= What you need to do =
Here is a listing. Write it out again without a single difference.

(Beginning of Data shown)

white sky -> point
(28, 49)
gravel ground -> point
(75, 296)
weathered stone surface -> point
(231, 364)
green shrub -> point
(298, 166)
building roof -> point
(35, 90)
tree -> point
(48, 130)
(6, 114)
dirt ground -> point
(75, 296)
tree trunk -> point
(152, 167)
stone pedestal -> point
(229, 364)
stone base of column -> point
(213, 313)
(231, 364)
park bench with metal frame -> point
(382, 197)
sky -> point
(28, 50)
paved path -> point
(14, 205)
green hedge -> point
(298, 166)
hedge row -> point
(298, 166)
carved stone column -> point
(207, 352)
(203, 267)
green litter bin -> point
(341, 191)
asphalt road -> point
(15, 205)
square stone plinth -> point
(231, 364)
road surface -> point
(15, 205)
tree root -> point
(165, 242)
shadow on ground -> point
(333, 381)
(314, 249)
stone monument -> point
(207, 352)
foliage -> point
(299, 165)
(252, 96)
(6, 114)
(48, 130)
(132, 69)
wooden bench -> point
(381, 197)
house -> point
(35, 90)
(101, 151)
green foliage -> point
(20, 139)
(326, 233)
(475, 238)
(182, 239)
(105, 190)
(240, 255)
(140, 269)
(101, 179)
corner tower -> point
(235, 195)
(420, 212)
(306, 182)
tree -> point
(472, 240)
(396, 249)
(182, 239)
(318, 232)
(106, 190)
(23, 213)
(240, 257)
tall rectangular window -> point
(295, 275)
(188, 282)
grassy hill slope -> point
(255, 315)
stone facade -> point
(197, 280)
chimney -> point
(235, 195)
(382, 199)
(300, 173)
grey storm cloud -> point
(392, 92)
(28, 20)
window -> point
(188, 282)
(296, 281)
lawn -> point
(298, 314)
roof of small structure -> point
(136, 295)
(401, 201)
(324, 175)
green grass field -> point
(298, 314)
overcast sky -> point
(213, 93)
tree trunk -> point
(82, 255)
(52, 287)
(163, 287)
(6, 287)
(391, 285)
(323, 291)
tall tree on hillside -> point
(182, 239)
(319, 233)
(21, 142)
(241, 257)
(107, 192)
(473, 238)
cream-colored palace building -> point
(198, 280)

(End of Data shown)

= Solved exercise =
white sky -> point
(28, 49)
gravel ground -> point
(75, 296)
weathered stone surface -> point
(231, 364)
green shrub -> point
(298, 166)
building roof -> point
(35, 90)
tree -> point
(48, 130)
(6, 114)
dirt ground -> point
(75, 296)
tree trunk -> point
(152, 167)
stone pedestal -> point
(229, 364)
stone base of column -> point
(213, 313)
(231, 364)
park bench with metal frame -> point
(382, 197)
sky -> point
(28, 50)
paved path -> point
(14, 205)
green hedge -> point
(298, 166)
hedge row -> point
(298, 166)
carved stone column -> point
(207, 352)
(203, 267)
green litter bin -> point
(341, 191)
asphalt road -> point
(15, 205)
square stone plinth -> point
(231, 364)
road surface -> point
(15, 205)
tree root -> point
(165, 242)
shadow on ground -> point
(333, 381)
(314, 249)
stone monument -> point
(207, 352)
foliage -> point
(299, 165)
(252, 96)
(6, 114)
(48, 130)
(132, 69)
wooden bench -> point
(381, 197)
house -> point
(35, 90)
(101, 151)
green foliage -> point
(20, 139)
(326, 233)
(475, 238)
(182, 239)
(105, 190)
(240, 255)
(140, 269)
(101, 179)
corner tower -> point
(235, 195)
(420, 212)
(306, 182)
tree -> point
(472, 240)
(396, 249)
(182, 239)
(318, 232)
(106, 190)
(23, 213)
(240, 257)
tall rectangular window -> point
(295, 275)
(188, 282)
grassy hill slope -> point
(255, 315)
stone facade -> point
(197, 280)
chimney -> point
(235, 195)
(382, 199)
(300, 173)
grey storm cloud -> point
(392, 92)
(28, 20)
window -> point
(188, 282)
(296, 281)
lawn -> point
(298, 314)
roof of small structure -> point
(136, 295)
(401, 201)
(324, 175)
green grass field -> point
(298, 314)
overcast sky -> point
(213, 93)
tree trunk -> point
(82, 255)
(52, 287)
(163, 287)
(6, 287)
(391, 285)
(323, 291)
tall tree on hillside -> point
(182, 239)
(319, 233)
(21, 142)
(241, 257)
(107, 192)
(473, 238)
cream-colored palace building -> point
(198, 280)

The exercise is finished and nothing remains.